• Given exercise
Render the data from the line with "Pick out the male" to the line with "<point>900,665</point>" as a two-column CSV with the headers instruction and points, one row per item. Put each value in a single quoted field with line breaks changed to spaces.

• Provided material
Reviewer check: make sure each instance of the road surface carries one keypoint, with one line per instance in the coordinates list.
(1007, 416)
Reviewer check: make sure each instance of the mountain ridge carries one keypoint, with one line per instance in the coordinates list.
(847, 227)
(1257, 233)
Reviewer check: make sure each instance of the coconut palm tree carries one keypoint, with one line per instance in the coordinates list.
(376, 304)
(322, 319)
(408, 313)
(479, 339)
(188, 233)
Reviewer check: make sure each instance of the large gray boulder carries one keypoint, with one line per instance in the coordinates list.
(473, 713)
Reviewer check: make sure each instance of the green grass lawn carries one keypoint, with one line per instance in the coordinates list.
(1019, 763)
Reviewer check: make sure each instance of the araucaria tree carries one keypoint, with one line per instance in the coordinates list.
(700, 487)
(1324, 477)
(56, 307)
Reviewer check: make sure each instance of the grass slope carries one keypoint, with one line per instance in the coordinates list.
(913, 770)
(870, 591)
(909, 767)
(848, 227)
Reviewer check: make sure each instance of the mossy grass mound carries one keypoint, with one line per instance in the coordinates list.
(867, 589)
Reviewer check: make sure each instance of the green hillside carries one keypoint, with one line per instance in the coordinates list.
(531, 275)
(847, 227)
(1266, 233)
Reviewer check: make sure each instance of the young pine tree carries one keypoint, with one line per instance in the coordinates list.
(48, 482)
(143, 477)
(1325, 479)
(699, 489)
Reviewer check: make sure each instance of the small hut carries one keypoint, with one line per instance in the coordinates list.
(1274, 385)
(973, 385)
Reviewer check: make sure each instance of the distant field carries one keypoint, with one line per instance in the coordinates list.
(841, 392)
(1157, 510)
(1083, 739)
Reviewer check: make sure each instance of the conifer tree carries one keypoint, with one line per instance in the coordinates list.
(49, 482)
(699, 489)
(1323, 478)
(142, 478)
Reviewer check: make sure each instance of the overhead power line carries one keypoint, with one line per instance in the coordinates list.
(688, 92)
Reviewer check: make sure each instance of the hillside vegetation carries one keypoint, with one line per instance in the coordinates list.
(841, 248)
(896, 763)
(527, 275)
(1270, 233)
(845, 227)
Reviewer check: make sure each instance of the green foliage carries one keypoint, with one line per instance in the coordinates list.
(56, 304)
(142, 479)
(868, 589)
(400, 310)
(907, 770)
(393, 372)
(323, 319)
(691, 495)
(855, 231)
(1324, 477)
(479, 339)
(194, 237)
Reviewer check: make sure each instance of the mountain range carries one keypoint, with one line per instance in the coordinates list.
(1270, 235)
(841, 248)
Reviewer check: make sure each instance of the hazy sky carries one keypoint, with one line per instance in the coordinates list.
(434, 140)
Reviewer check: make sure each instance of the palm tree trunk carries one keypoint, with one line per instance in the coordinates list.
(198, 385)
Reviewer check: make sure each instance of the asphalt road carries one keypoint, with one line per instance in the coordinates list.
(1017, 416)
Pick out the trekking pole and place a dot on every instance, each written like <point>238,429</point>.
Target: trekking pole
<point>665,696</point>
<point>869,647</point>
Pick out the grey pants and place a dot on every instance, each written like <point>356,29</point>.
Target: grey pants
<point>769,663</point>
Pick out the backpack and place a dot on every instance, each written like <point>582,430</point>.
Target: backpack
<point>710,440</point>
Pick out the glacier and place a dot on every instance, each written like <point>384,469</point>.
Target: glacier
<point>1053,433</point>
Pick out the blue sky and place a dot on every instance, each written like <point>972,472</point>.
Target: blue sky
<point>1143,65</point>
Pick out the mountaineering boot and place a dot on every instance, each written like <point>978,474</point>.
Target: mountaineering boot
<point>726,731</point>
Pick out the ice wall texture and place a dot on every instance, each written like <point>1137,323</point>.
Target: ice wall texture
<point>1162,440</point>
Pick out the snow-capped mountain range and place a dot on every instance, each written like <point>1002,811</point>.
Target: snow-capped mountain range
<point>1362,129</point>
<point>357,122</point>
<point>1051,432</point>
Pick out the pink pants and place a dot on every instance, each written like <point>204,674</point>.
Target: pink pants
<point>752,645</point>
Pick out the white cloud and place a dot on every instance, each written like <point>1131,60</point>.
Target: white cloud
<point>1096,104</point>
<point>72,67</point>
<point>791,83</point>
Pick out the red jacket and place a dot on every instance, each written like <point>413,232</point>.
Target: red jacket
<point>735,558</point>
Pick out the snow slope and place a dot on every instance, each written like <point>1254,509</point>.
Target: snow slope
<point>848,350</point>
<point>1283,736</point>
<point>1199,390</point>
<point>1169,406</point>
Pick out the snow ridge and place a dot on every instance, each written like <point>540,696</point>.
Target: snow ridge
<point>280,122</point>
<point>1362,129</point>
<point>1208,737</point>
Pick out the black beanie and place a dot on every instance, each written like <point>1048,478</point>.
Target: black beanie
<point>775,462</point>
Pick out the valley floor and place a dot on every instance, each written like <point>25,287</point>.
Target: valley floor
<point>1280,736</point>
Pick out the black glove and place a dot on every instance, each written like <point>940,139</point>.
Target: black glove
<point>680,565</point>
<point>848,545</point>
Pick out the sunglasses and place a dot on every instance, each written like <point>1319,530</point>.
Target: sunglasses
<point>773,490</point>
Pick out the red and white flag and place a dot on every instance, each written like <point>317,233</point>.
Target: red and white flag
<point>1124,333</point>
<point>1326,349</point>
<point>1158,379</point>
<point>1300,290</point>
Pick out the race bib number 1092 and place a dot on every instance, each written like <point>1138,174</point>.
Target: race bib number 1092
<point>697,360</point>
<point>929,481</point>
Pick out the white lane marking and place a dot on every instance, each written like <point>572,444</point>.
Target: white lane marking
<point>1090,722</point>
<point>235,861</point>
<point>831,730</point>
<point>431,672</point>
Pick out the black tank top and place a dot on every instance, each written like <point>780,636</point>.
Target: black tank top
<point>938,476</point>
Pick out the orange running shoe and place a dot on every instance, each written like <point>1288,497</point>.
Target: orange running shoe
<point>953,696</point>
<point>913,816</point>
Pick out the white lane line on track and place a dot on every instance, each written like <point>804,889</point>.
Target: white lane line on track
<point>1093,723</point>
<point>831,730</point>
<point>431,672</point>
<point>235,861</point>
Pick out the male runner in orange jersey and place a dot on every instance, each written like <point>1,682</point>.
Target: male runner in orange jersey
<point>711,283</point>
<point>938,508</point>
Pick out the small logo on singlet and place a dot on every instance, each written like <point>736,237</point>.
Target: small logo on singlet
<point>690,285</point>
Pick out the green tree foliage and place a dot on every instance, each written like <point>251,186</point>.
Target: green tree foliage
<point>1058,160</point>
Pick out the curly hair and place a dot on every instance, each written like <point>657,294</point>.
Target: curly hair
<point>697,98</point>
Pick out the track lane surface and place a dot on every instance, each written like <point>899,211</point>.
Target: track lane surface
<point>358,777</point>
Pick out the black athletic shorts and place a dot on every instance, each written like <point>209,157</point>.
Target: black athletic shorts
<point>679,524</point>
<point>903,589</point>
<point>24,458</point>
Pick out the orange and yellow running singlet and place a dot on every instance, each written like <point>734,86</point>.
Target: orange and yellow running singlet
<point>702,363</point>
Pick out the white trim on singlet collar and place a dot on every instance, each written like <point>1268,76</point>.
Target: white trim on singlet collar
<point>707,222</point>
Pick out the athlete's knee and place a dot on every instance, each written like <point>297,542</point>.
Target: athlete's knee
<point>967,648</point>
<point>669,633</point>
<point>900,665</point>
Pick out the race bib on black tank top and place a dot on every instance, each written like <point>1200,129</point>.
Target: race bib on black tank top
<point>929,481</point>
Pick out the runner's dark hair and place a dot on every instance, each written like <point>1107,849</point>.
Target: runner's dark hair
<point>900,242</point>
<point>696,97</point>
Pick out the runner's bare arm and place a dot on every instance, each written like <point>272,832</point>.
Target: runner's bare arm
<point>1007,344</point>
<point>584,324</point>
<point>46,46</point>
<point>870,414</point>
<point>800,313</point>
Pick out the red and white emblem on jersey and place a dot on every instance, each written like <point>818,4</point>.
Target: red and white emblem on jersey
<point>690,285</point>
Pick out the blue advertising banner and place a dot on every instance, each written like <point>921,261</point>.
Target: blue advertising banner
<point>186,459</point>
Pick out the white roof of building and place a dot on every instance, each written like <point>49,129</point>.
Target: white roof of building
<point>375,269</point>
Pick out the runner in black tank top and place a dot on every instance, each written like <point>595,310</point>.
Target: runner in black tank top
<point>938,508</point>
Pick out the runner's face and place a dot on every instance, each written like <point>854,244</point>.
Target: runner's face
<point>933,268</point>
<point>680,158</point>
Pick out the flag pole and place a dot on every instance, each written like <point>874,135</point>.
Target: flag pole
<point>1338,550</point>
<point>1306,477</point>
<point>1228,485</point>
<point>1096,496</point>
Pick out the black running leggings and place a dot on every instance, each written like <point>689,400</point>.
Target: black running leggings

• Exercise answer
instruction,points
"Pick out the male runner in orange jersey and place a dot on every instance, each written like <point>1,682</point>. Target: male runner in orange jersey","<point>711,283</point> <point>938,508</point>"
"Pick out the small logo on singlet and place a dot on every instance, each written like <point>736,237</point>. Target: small logo on singlet","<point>690,285</point>"
"Pick out the green tree foliage and place a dot on every instance, each written like <point>251,186</point>. Target: green tree foliage","<point>1058,160</point>"
"Pick out the curly hair and place a dot on every instance, each written like <point>657,294</point>. Target: curly hair","<point>697,98</point>"
"Pick out the track lane surface and place a dot on every instance, each written like <point>899,211</point>. Target: track lane surface","<point>358,777</point>"
"Pick out the black athletic shorts and place a dot on every instance, each written like <point>209,157</point>. Target: black athletic shorts","<point>679,524</point> <point>903,589</point> <point>24,458</point>"
"Pick out the orange and yellow running singlet and place a dot on every instance, each written like <point>734,86</point>. Target: orange and yellow running singlet","<point>702,363</point>"
"Pick out the white trim on singlet collar and place a dot on every instance, each written like <point>1268,76</point>. Target: white trim on singlet collar","<point>707,222</point>"
"Pick out the athlete's knee and place a dot on every instance, each written like <point>297,542</point>. Target: athlete's knee","<point>967,648</point> <point>669,633</point> <point>900,665</point>"